**Work to do:** Transcribe the entries below exactly.

## START Dataset records

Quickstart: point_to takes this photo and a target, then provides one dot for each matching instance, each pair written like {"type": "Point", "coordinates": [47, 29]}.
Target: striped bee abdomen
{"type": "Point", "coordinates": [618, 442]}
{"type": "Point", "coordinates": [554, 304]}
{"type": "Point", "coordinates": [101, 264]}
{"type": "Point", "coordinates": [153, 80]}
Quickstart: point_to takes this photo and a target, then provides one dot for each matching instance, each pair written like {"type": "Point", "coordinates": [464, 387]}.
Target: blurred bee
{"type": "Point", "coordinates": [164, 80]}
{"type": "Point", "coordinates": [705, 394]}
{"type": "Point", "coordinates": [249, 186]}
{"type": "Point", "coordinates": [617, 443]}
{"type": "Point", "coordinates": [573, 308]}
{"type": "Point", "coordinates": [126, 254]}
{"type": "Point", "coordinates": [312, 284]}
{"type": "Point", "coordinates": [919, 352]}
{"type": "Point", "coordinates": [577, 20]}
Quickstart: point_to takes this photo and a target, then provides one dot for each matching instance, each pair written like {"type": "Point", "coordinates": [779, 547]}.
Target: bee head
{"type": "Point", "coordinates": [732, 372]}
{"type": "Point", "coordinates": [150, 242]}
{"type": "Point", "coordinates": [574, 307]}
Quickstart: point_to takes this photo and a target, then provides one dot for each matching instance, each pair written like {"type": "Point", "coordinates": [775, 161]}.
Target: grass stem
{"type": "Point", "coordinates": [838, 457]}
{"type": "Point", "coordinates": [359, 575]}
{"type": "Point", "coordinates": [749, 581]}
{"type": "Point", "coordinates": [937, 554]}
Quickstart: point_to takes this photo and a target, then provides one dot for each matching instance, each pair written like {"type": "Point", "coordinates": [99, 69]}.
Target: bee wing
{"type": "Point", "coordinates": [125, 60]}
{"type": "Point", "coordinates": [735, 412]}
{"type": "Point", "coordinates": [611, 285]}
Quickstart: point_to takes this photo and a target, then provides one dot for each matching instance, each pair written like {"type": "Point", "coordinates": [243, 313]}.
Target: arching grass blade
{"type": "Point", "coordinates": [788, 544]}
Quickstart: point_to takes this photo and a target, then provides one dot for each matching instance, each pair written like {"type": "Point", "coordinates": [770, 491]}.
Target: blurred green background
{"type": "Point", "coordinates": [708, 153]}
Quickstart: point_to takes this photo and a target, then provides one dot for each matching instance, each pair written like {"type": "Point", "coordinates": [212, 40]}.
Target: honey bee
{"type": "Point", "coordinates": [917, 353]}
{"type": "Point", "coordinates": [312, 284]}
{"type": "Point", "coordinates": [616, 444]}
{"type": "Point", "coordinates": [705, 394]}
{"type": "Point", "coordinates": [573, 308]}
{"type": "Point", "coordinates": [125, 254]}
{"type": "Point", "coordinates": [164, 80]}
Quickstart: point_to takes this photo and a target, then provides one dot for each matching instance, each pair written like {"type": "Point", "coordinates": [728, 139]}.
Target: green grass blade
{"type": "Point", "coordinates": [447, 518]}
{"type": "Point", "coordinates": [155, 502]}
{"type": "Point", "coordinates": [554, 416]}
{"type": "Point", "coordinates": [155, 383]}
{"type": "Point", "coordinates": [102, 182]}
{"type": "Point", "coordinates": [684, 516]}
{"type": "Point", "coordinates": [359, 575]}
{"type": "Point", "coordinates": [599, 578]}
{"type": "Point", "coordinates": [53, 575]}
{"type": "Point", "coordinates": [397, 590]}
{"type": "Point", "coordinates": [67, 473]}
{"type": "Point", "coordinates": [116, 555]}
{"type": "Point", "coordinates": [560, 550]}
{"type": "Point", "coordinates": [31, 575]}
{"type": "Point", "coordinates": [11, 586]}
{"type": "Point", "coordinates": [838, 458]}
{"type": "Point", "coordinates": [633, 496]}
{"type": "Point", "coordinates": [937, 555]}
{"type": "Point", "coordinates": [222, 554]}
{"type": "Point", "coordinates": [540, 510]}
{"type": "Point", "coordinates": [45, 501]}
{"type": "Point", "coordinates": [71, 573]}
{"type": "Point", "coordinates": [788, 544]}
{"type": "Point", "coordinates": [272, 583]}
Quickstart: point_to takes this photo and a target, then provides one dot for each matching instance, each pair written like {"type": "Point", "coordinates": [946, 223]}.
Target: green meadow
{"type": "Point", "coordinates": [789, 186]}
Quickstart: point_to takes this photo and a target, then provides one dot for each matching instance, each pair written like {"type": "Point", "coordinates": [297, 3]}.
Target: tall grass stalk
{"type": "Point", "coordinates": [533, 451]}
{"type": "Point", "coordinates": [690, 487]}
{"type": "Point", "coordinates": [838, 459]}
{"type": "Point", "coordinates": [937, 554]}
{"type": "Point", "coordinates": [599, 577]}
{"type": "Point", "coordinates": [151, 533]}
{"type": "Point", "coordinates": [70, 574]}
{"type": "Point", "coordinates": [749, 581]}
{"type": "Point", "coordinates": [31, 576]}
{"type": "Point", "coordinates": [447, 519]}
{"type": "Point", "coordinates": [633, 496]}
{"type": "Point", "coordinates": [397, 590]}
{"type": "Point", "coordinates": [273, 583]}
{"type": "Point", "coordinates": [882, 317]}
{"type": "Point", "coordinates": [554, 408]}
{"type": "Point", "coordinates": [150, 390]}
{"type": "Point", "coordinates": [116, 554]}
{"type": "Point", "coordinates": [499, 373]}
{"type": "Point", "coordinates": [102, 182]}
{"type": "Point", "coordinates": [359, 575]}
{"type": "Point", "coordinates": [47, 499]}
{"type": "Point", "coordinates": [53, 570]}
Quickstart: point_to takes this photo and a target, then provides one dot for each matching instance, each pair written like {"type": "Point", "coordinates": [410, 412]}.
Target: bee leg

## END Dataset records

**Task response:**
Quickstart: point_to takes this photo and a target, then provides one dot for each matching instance, each pair written like {"type": "Point", "coordinates": [47, 29]}.
Target: striped bee abdomen
{"type": "Point", "coordinates": [618, 442]}
{"type": "Point", "coordinates": [554, 304]}
{"type": "Point", "coordinates": [101, 264]}
{"type": "Point", "coordinates": [153, 80]}
Quickstart: point_to takes this photo and a target, then provides one dot for each matching instance, each pair written like {"type": "Point", "coordinates": [464, 387]}.
Target: blurred bee
{"type": "Point", "coordinates": [164, 80]}
{"type": "Point", "coordinates": [705, 394]}
{"type": "Point", "coordinates": [249, 186]}
{"type": "Point", "coordinates": [617, 443]}
{"type": "Point", "coordinates": [573, 308]}
{"type": "Point", "coordinates": [126, 254]}
{"type": "Point", "coordinates": [312, 284]}
{"type": "Point", "coordinates": [919, 352]}
{"type": "Point", "coordinates": [577, 20]}
Quickstart: point_to takes this photo and a target, then provides one dot for each matching instance, each pair written like {"type": "Point", "coordinates": [779, 547]}.
Target: bee head
{"type": "Point", "coordinates": [732, 372]}
{"type": "Point", "coordinates": [150, 242]}
{"type": "Point", "coordinates": [574, 307]}
Quickstart: point_to takes this photo and a target, then provides one dot for each matching instance, each pair written like {"type": "Point", "coordinates": [775, 161]}.
Target: grass stem
{"type": "Point", "coordinates": [838, 457]}
{"type": "Point", "coordinates": [359, 575]}
{"type": "Point", "coordinates": [749, 581]}
{"type": "Point", "coordinates": [937, 554]}
Quickstart: point_to takes this photo and a target, then provides one dot for each matching instance, each pair written like {"type": "Point", "coordinates": [99, 69]}.
Target: bee wing
{"type": "Point", "coordinates": [125, 60]}
{"type": "Point", "coordinates": [735, 412]}
{"type": "Point", "coordinates": [611, 285]}
Quickstart: point_to takes this photo and a target, then provides one dot for each matching instance, each pair written like {"type": "Point", "coordinates": [243, 313]}.
Target: arching grass blade
{"type": "Point", "coordinates": [788, 544]}
Quickstart: point_to takes this photo and a target, then provides one dot for each matching instance, each pair written like {"type": "Point", "coordinates": [770, 491]}.
Target: blurred green background
{"type": "Point", "coordinates": [708, 153]}
Quickstart: point_to takes this photo and a target, then provides one dot for each matching instance, each pair written like {"type": "Point", "coordinates": [212, 40]}.
Target: honey bee
{"type": "Point", "coordinates": [917, 353]}
{"type": "Point", "coordinates": [312, 284]}
{"type": "Point", "coordinates": [616, 444]}
{"type": "Point", "coordinates": [705, 394]}
{"type": "Point", "coordinates": [573, 308]}
{"type": "Point", "coordinates": [125, 254]}
{"type": "Point", "coordinates": [164, 80]}
Quickstart: point_to takes this photo and a target, then provides one dot for each matching instance, each pair written like {"type": "Point", "coordinates": [728, 139]}.
Target: green grass blade
{"type": "Point", "coordinates": [447, 518]}
{"type": "Point", "coordinates": [155, 502]}
{"type": "Point", "coordinates": [554, 416]}
{"type": "Point", "coordinates": [155, 383]}
{"type": "Point", "coordinates": [102, 182]}
{"type": "Point", "coordinates": [684, 516]}
{"type": "Point", "coordinates": [359, 575]}
{"type": "Point", "coordinates": [599, 578]}
{"type": "Point", "coordinates": [53, 575]}
{"type": "Point", "coordinates": [397, 590]}
{"type": "Point", "coordinates": [67, 473]}
{"type": "Point", "coordinates": [116, 555]}
{"type": "Point", "coordinates": [560, 550]}
{"type": "Point", "coordinates": [31, 575]}
{"type": "Point", "coordinates": [11, 586]}
{"type": "Point", "coordinates": [838, 458]}
{"type": "Point", "coordinates": [633, 496]}
{"type": "Point", "coordinates": [937, 555]}
{"type": "Point", "coordinates": [222, 554]}
{"type": "Point", "coordinates": [540, 510]}
{"type": "Point", "coordinates": [45, 501]}
{"type": "Point", "coordinates": [71, 573]}
{"type": "Point", "coordinates": [788, 544]}
{"type": "Point", "coordinates": [272, 583]}
Quickstart: point_to takes this photo and a target, then provides one dot for each matching instance, each pair written like {"type": "Point", "coordinates": [946, 223]}.
Target: green meadow
{"type": "Point", "coordinates": [789, 186]}
Quickstart: point_to takes this photo and a target, then provides one dot for each matching instance, each pair written like {"type": "Point", "coordinates": [297, 3]}.
Target: tall grass stalk
{"type": "Point", "coordinates": [533, 451]}
{"type": "Point", "coordinates": [690, 487]}
{"type": "Point", "coordinates": [838, 459]}
{"type": "Point", "coordinates": [937, 554]}
{"type": "Point", "coordinates": [599, 577]}
{"type": "Point", "coordinates": [151, 533]}
{"type": "Point", "coordinates": [70, 574]}
{"type": "Point", "coordinates": [749, 581]}
{"type": "Point", "coordinates": [31, 576]}
{"type": "Point", "coordinates": [447, 519]}
{"type": "Point", "coordinates": [633, 496]}
{"type": "Point", "coordinates": [397, 590]}
{"type": "Point", "coordinates": [273, 583]}
{"type": "Point", "coordinates": [882, 317]}
{"type": "Point", "coordinates": [554, 408]}
{"type": "Point", "coordinates": [150, 390]}
{"type": "Point", "coordinates": [116, 554]}
{"type": "Point", "coordinates": [499, 373]}
{"type": "Point", "coordinates": [102, 182]}
{"type": "Point", "coordinates": [359, 575]}
{"type": "Point", "coordinates": [47, 499]}
{"type": "Point", "coordinates": [53, 570]}
Quickstart: point_to takes this photo and a target, then provides one dot for each matching instance, each pair written like {"type": "Point", "coordinates": [410, 412]}.
Target: bee leg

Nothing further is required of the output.